- What you will do
Please write out the records exactly.

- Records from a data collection
+===+

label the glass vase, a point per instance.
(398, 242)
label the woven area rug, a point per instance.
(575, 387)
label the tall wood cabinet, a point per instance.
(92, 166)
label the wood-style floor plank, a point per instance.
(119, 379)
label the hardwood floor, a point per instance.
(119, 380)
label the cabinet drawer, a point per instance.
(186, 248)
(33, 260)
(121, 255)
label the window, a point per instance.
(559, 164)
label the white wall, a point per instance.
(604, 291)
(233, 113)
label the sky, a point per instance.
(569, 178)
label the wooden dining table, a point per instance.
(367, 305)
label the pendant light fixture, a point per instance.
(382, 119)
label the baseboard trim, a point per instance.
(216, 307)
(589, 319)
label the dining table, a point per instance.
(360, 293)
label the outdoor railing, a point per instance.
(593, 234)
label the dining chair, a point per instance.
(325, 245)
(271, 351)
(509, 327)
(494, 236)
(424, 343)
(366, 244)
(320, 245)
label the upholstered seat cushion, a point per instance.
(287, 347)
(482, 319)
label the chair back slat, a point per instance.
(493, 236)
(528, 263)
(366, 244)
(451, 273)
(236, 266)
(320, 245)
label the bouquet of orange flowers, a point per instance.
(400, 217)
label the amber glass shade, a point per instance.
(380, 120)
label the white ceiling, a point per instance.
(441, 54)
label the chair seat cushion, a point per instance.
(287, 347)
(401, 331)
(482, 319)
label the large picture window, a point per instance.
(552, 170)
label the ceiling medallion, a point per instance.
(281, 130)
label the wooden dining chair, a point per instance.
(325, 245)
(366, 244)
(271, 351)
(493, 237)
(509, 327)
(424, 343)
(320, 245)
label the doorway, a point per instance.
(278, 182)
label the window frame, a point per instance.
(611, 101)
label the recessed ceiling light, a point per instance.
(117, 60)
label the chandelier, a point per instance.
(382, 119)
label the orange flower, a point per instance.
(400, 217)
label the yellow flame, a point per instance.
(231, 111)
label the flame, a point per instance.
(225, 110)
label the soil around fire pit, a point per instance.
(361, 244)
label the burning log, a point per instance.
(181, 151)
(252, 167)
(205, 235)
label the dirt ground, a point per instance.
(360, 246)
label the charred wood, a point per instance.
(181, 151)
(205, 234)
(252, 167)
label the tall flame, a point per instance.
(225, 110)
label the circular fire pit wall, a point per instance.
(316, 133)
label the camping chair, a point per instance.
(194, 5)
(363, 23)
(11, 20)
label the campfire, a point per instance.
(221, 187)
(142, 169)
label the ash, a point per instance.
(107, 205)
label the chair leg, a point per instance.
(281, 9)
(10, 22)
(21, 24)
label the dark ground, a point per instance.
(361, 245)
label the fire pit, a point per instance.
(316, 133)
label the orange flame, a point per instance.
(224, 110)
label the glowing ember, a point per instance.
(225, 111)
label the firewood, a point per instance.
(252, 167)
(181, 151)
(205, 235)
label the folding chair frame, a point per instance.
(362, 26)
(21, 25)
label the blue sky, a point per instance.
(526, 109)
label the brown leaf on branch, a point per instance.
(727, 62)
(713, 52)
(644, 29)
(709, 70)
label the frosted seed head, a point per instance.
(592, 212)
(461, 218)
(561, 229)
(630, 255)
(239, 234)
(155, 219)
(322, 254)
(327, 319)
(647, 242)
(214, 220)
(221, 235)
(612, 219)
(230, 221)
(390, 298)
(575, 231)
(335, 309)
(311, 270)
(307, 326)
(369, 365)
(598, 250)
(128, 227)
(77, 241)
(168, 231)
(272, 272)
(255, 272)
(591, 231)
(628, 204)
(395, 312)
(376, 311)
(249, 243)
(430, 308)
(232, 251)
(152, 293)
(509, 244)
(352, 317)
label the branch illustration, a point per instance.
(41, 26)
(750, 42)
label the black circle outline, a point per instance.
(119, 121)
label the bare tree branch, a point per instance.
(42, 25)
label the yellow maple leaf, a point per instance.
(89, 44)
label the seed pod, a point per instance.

+===+

- Expected answer
label the glass vase, a point per instance.
(398, 242)
label the woven area rug, a point per instance.
(575, 387)
label the tall wood cabinet, a point per instance.
(92, 166)
label the wood-style floor plank, a point per instance.
(119, 379)
label the hardwood floor, a point per instance.
(119, 380)
label the cabinet drawer, a point per instance.
(186, 248)
(33, 260)
(121, 255)
label the window, a point per instance.
(559, 164)
label the white wall, a point per instance.
(604, 291)
(233, 113)
label the sky, a point per instance.
(569, 178)
label the wooden dining table, a point per instance.
(367, 305)
label the pendant light fixture, a point per instance.
(382, 119)
label the baseboard trim, a point per instance.
(216, 307)
(589, 319)
label the dining table, a point per instance.
(360, 293)
label the outdoor railing, a point per instance.
(593, 234)
label the dining chair, a point per instance.
(325, 245)
(271, 351)
(509, 327)
(494, 236)
(424, 343)
(366, 244)
(320, 245)
label the upholstered seat cushion, a point per instance.
(287, 347)
(482, 319)
label the chair back slat, a point per instance.
(493, 236)
(528, 263)
(366, 244)
(451, 273)
(236, 266)
(320, 245)
label the bouquet of orange flowers, a point per instance.
(400, 217)
label the amber glass shade, a point per instance.
(380, 120)
label the white ceiling, a point per instance.
(441, 54)
label the chair seat cushion, a point per instance.
(287, 347)
(401, 331)
(482, 319)
label the large picture window, a point per instance.
(552, 170)
label the ceiling medallion, a point per instance.
(281, 130)
label the wooden dining chair, a point per instance.
(325, 245)
(366, 244)
(271, 351)
(493, 237)
(509, 327)
(424, 343)
(320, 245)
label the doorway, a point per instance.
(278, 182)
label the window frame, a point per instance.
(611, 101)
label the recessed ceiling light, a point per instance.
(117, 60)
label the chandelier, a point per instance.
(382, 119)
label the orange flower, a point per instance.
(400, 217)
label the yellow flame, a point per instance.
(231, 111)
label the flame, a point per instance.
(225, 110)
label the soil around fire pit, a point per instance.
(361, 244)
label the burning log, a point per instance.
(181, 151)
(252, 167)
(205, 235)
label the dirt ground, a point per instance.
(360, 246)
label the charred wood, a point per instance.
(181, 151)
(205, 234)
(252, 167)
label the tall flame, a point per instance.
(225, 110)
label the circular fire pit wall, a point per instance.
(316, 133)
label the camping chair, a point per instance.
(194, 5)
(363, 23)
(11, 20)
label the campfire, a point per instance.
(221, 187)
(142, 169)
label the ash, a point per instance.
(107, 205)
label the chair leg, a point per instance.
(281, 9)
(10, 22)
(21, 24)
label the dark ground, a point per instance.
(361, 245)
label the fire pit, a point per instance.
(316, 133)
label the orange flame, a point per instance.
(224, 110)
label the glowing ember, a point per instance.
(225, 111)
label the firewood, a point per instance.
(252, 167)
(181, 151)
(205, 235)
label the folding chair frame, a point per instance.
(362, 26)
(21, 25)
label the blue sky, a point per instance.
(526, 109)
label the brown leaf on branch, a point per instance.
(727, 62)
(713, 52)
(644, 29)
(709, 70)
label the frosted seed head, a point per instance.
(592, 212)
(461, 218)
(561, 229)
(630, 255)
(239, 234)
(155, 219)
(322, 254)
(327, 319)
(647, 242)
(214, 220)
(221, 235)
(612, 219)
(230, 221)
(390, 298)
(575, 231)
(335, 309)
(311, 270)
(307, 326)
(369, 365)
(598, 250)
(128, 227)
(77, 241)
(168, 231)
(272, 272)
(255, 272)
(591, 231)
(628, 204)
(395, 312)
(376, 311)
(249, 243)
(430, 308)
(232, 251)
(152, 293)
(509, 244)
(352, 317)
label the branch illustration, a point per instance.
(41, 26)
(750, 42)
label the black circle outline, a point per instance.
(119, 121)
label the bare tree branch, a point per instance.
(42, 25)
label the yellow maple leaf, a point per instance.
(89, 44)
label the seed pod, a point per instance.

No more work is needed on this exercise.